* **ABOUT THIS EXERCISE**: Starting at the line with "the horse's belly", set down each line of the entries below through the last one, exactly as it stands.

* **RECORDS PROVIDED**:
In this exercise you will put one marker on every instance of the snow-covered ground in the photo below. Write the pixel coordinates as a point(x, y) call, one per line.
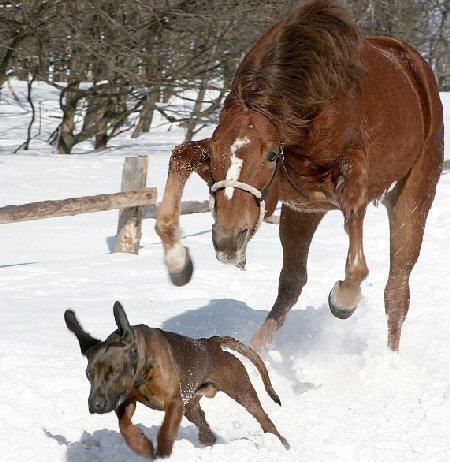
point(345, 397)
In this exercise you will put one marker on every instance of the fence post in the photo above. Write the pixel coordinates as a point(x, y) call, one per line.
point(129, 230)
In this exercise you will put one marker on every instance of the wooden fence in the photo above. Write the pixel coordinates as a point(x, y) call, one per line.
point(129, 201)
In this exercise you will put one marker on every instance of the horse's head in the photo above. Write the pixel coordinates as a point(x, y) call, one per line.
point(245, 151)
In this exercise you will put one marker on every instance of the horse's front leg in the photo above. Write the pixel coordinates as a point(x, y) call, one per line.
point(296, 232)
point(352, 185)
point(187, 158)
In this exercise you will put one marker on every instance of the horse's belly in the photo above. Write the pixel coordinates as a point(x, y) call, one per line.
point(394, 120)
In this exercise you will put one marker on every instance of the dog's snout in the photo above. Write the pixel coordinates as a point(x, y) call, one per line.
point(98, 404)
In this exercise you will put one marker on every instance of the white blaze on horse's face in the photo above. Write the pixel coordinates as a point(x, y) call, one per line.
point(234, 171)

* **WRITTEN REPLY**:
In this exercise you will put one marker on every instance of the horse's belly in the photo above. Write the pixel coordinates as a point(x, y) call, one per line.
point(394, 120)
In this exercise you will put one marker on every instance of the dog's snout in the photo above. Write the pixel coordinates as a point(x, y) call, one per line.
point(98, 404)
In this exercise you will put one marker on every instance of the white blaze on horse's face in the photo above. Write the pixel coordinates as a point(x, y) call, one per line.
point(234, 171)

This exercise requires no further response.